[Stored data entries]
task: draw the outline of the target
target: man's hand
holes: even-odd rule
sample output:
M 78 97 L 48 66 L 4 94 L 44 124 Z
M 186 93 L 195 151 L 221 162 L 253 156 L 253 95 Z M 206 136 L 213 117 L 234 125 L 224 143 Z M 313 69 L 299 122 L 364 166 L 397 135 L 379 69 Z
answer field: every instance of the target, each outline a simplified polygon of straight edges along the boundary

• **AIM**:
Filter the records above down to the lines that contain the string "outline", treating uppercase and lowercase as different, and copy each matching line.

• **CORRECT RESULT**:
task: draw the outline of the target
answer field: every instance of the target, each outline a simplified polygon of straight edges along the boundary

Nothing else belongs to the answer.